TASK TO CARRY OUT: Filter the records below and copy every line that contains the string "glass". Case counts.

GIVEN RECORDS:
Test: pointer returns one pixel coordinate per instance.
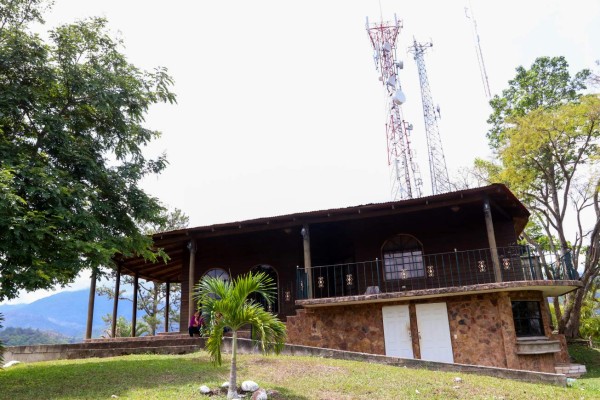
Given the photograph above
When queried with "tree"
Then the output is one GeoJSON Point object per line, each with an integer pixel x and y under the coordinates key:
{"type": "Point", "coordinates": [152, 295]}
{"type": "Point", "coordinates": [546, 84]}
{"type": "Point", "coordinates": [227, 304]}
{"type": "Point", "coordinates": [71, 138]}
{"type": "Point", "coordinates": [545, 135]}
{"type": "Point", "coordinates": [1, 345]}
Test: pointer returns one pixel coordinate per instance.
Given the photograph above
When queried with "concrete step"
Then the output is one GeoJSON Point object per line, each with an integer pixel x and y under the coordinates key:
{"type": "Point", "coordinates": [571, 370]}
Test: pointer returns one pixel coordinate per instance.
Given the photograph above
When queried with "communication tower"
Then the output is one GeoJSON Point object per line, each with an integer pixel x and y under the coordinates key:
{"type": "Point", "coordinates": [440, 183]}
{"type": "Point", "coordinates": [404, 173]}
{"type": "Point", "coordinates": [482, 70]}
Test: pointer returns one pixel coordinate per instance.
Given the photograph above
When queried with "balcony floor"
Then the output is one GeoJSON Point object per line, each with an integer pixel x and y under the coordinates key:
{"type": "Point", "coordinates": [548, 288]}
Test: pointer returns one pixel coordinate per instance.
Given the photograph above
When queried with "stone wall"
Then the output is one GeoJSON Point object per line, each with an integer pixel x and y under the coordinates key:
{"type": "Point", "coordinates": [355, 328]}
{"type": "Point", "coordinates": [481, 330]}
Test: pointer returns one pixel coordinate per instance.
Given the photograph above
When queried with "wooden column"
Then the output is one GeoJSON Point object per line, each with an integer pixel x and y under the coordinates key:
{"type": "Point", "coordinates": [192, 278]}
{"type": "Point", "coordinates": [113, 329]}
{"type": "Point", "coordinates": [134, 311]}
{"type": "Point", "coordinates": [88, 330]}
{"type": "Point", "coordinates": [489, 224]}
{"type": "Point", "coordinates": [307, 259]}
{"type": "Point", "coordinates": [167, 298]}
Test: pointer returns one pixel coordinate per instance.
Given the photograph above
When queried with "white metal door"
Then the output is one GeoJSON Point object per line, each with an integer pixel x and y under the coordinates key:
{"type": "Point", "coordinates": [434, 332]}
{"type": "Point", "coordinates": [396, 331]}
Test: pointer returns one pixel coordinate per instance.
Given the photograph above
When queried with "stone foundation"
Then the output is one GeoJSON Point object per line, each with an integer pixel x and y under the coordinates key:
{"type": "Point", "coordinates": [481, 329]}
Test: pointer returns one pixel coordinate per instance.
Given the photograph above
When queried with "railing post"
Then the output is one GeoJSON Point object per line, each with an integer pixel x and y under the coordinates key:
{"type": "Point", "coordinates": [113, 327]}
{"type": "Point", "coordinates": [489, 224]}
{"type": "Point", "coordinates": [307, 260]}
{"type": "Point", "coordinates": [457, 265]}
{"type": "Point", "coordinates": [191, 278]}
{"type": "Point", "coordinates": [533, 272]}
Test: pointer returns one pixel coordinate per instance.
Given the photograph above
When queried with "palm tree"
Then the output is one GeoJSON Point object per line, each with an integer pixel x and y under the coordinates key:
{"type": "Point", "coordinates": [226, 304]}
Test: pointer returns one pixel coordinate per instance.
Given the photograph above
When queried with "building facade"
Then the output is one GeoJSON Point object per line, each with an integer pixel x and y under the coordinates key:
{"type": "Point", "coordinates": [438, 278]}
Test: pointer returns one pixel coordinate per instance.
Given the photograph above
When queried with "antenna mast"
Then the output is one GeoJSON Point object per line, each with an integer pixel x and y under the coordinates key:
{"type": "Point", "coordinates": [440, 183]}
{"type": "Point", "coordinates": [404, 173]}
{"type": "Point", "coordinates": [482, 70]}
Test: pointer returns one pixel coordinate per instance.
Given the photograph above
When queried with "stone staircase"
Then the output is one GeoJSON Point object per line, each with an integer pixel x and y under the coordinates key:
{"type": "Point", "coordinates": [571, 370]}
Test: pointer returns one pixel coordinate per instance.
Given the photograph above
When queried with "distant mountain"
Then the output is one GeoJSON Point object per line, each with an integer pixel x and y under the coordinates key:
{"type": "Point", "coordinates": [64, 313]}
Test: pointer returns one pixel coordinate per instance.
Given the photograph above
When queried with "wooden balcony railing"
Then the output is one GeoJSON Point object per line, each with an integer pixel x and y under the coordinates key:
{"type": "Point", "coordinates": [416, 271]}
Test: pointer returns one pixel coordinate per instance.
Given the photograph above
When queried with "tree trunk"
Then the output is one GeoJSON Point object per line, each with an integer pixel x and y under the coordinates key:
{"type": "Point", "coordinates": [571, 329]}
{"type": "Point", "coordinates": [232, 391]}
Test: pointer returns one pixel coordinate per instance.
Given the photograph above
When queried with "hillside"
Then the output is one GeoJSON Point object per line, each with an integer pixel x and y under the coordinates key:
{"type": "Point", "coordinates": [64, 313]}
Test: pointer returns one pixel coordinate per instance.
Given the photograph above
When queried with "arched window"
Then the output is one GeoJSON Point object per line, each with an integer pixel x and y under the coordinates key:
{"type": "Point", "coordinates": [403, 258]}
{"type": "Point", "coordinates": [218, 273]}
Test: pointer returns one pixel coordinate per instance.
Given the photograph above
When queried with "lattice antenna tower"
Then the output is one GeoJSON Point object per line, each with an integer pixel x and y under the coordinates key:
{"type": "Point", "coordinates": [440, 183]}
{"type": "Point", "coordinates": [405, 179]}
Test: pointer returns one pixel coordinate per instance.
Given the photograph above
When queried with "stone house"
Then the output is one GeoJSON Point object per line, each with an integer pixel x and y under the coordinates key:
{"type": "Point", "coordinates": [438, 278]}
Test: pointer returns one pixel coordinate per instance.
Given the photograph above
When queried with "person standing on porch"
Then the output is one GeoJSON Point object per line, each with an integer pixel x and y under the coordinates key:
{"type": "Point", "coordinates": [196, 322]}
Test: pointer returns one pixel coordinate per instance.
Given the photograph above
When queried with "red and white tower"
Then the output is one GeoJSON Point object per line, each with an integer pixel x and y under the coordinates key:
{"type": "Point", "coordinates": [404, 172]}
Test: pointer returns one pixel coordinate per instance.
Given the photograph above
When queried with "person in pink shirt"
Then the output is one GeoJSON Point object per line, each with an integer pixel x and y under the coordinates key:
{"type": "Point", "coordinates": [196, 322]}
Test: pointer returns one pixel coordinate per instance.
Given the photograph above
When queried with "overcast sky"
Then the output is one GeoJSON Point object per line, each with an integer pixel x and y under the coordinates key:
{"type": "Point", "coordinates": [279, 107]}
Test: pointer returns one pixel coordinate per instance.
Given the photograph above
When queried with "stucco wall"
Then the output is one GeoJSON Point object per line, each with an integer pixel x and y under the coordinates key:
{"type": "Point", "coordinates": [481, 329]}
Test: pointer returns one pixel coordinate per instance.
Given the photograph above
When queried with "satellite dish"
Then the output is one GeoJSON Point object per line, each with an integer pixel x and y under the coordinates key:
{"type": "Point", "coordinates": [399, 97]}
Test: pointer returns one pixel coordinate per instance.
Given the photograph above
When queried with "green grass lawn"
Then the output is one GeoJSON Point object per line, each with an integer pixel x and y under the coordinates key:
{"type": "Point", "coordinates": [179, 377]}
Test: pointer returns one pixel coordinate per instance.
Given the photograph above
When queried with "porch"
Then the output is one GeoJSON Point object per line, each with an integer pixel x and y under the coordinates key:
{"type": "Point", "coordinates": [432, 275]}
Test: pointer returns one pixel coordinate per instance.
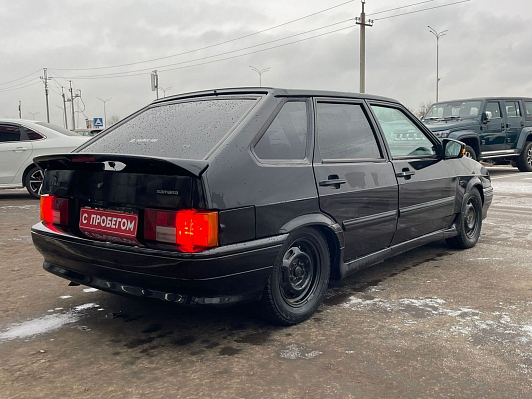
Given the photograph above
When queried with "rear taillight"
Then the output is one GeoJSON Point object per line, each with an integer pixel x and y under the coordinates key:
{"type": "Point", "coordinates": [54, 210]}
{"type": "Point", "coordinates": [190, 229]}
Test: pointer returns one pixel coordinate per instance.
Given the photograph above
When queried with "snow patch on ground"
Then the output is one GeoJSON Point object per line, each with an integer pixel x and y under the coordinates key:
{"type": "Point", "coordinates": [479, 328]}
{"type": "Point", "coordinates": [293, 352]}
{"type": "Point", "coordinates": [44, 324]}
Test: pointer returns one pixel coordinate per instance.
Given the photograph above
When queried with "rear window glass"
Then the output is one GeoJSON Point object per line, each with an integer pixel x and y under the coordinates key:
{"type": "Point", "coordinates": [185, 130]}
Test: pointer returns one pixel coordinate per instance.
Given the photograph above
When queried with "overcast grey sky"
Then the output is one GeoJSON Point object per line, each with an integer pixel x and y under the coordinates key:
{"type": "Point", "coordinates": [487, 51]}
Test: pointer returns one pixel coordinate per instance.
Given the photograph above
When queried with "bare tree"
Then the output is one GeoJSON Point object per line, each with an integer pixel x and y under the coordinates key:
{"type": "Point", "coordinates": [112, 120]}
{"type": "Point", "coordinates": [423, 108]}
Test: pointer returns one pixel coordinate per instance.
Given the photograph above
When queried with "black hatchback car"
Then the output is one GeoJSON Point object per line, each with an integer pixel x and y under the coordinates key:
{"type": "Point", "coordinates": [254, 194]}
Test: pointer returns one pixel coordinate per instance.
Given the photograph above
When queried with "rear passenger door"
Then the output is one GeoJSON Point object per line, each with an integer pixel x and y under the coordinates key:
{"type": "Point", "coordinates": [514, 122]}
{"type": "Point", "coordinates": [356, 183]}
{"type": "Point", "coordinates": [14, 152]}
{"type": "Point", "coordinates": [493, 135]}
{"type": "Point", "coordinates": [427, 183]}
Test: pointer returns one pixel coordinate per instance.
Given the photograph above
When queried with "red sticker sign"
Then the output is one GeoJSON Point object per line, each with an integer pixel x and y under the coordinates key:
{"type": "Point", "coordinates": [110, 226]}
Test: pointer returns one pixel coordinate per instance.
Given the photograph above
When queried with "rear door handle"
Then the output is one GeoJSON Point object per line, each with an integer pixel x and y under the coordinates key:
{"type": "Point", "coordinates": [332, 180]}
{"type": "Point", "coordinates": [406, 173]}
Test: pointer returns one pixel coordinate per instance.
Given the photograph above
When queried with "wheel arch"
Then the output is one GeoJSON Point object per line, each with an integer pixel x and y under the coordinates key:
{"type": "Point", "coordinates": [331, 230]}
{"type": "Point", "coordinates": [26, 171]}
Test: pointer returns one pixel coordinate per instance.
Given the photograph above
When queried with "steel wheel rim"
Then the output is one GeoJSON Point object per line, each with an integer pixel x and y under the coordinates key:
{"type": "Point", "coordinates": [300, 273]}
{"type": "Point", "coordinates": [471, 218]}
{"type": "Point", "coordinates": [36, 179]}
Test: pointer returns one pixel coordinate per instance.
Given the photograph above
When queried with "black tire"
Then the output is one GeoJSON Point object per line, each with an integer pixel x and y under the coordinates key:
{"type": "Point", "coordinates": [33, 181]}
{"type": "Point", "coordinates": [470, 153]}
{"type": "Point", "coordinates": [524, 162]}
{"type": "Point", "coordinates": [299, 279]}
{"type": "Point", "coordinates": [469, 222]}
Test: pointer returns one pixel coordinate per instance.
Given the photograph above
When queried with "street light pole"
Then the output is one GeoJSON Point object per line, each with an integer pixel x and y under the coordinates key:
{"type": "Point", "coordinates": [104, 113]}
{"type": "Point", "coordinates": [165, 90]}
{"type": "Point", "coordinates": [437, 35]}
{"type": "Point", "coordinates": [363, 23]}
{"type": "Point", "coordinates": [260, 72]}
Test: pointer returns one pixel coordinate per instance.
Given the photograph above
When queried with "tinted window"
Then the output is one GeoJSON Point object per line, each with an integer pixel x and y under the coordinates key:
{"type": "Point", "coordinates": [9, 133]}
{"type": "Point", "coordinates": [494, 108]}
{"type": "Point", "coordinates": [403, 136]}
{"type": "Point", "coordinates": [528, 109]}
{"type": "Point", "coordinates": [512, 108]}
{"type": "Point", "coordinates": [286, 138]}
{"type": "Point", "coordinates": [345, 133]}
{"type": "Point", "coordinates": [185, 130]}
{"type": "Point", "coordinates": [32, 135]}
{"type": "Point", "coordinates": [460, 109]}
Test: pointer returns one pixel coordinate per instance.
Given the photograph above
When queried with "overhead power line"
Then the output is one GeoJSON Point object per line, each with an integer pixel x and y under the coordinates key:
{"type": "Point", "coordinates": [24, 77]}
{"type": "Point", "coordinates": [398, 8]}
{"type": "Point", "coordinates": [206, 47]}
{"type": "Point", "coordinates": [118, 74]}
{"type": "Point", "coordinates": [425, 9]}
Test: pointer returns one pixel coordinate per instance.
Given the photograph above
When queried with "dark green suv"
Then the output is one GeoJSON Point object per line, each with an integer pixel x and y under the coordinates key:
{"type": "Point", "coordinates": [495, 129]}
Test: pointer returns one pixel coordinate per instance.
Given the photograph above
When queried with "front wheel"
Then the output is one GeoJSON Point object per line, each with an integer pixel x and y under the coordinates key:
{"type": "Point", "coordinates": [33, 181]}
{"type": "Point", "coordinates": [469, 222]}
{"type": "Point", "coordinates": [299, 278]}
{"type": "Point", "coordinates": [524, 162]}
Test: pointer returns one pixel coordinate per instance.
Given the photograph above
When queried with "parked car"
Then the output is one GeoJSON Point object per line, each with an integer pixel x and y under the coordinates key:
{"type": "Point", "coordinates": [22, 140]}
{"type": "Point", "coordinates": [494, 129]}
{"type": "Point", "coordinates": [254, 194]}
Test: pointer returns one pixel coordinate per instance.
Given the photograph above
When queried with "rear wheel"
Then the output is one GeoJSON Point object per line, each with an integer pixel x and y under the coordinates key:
{"type": "Point", "coordinates": [469, 222]}
{"type": "Point", "coordinates": [299, 278]}
{"type": "Point", "coordinates": [470, 153]}
{"type": "Point", "coordinates": [524, 162]}
{"type": "Point", "coordinates": [33, 181]}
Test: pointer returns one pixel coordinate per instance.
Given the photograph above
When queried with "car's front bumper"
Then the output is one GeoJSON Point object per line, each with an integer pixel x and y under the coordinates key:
{"type": "Point", "coordinates": [221, 275]}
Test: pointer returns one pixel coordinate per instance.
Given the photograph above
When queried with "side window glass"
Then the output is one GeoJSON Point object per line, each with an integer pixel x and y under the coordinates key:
{"type": "Point", "coordinates": [512, 109]}
{"type": "Point", "coordinates": [9, 133]}
{"type": "Point", "coordinates": [32, 135]}
{"type": "Point", "coordinates": [403, 137]}
{"type": "Point", "coordinates": [495, 109]}
{"type": "Point", "coordinates": [528, 109]}
{"type": "Point", "coordinates": [344, 132]}
{"type": "Point", "coordinates": [286, 138]}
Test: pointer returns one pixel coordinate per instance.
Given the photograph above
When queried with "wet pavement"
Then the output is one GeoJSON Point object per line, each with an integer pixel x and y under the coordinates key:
{"type": "Point", "coordinates": [433, 322]}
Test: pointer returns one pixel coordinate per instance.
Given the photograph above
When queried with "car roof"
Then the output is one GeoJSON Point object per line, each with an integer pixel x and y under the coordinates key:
{"type": "Point", "coordinates": [484, 98]}
{"type": "Point", "coordinates": [277, 92]}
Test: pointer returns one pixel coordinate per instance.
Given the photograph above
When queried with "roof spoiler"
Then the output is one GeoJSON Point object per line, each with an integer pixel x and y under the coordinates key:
{"type": "Point", "coordinates": [133, 163]}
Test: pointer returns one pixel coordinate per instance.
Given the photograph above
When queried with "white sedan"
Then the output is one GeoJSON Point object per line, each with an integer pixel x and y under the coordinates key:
{"type": "Point", "coordinates": [22, 140]}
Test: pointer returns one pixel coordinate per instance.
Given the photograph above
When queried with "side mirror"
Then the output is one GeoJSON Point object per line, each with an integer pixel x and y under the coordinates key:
{"type": "Point", "coordinates": [486, 117]}
{"type": "Point", "coordinates": [453, 149]}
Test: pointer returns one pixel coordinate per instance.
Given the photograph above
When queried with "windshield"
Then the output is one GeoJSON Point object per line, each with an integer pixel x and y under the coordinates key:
{"type": "Point", "coordinates": [58, 129]}
{"type": "Point", "coordinates": [454, 110]}
{"type": "Point", "coordinates": [187, 130]}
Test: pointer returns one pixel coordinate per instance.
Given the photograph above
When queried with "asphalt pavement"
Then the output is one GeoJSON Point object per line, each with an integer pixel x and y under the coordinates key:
{"type": "Point", "coordinates": [431, 323]}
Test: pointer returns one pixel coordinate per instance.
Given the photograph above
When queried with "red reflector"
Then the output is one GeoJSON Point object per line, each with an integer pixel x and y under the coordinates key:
{"type": "Point", "coordinates": [191, 230]}
{"type": "Point", "coordinates": [54, 210]}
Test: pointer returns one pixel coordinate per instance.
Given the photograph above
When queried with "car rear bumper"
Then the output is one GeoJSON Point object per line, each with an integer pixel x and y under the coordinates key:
{"type": "Point", "coordinates": [222, 275]}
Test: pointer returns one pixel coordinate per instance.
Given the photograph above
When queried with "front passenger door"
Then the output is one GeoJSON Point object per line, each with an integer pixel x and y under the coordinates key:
{"type": "Point", "coordinates": [427, 185]}
{"type": "Point", "coordinates": [356, 182]}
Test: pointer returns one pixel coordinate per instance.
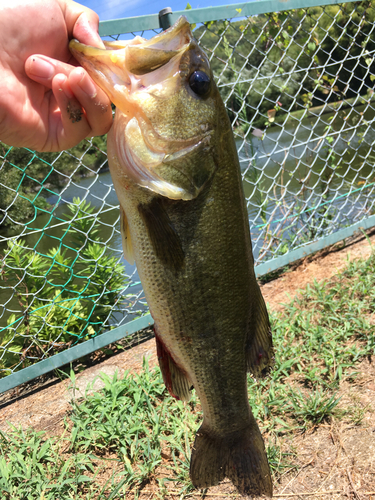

RESULT FOR THIS TASK:
When queried with "rear window glass"
When queried with "side window glass"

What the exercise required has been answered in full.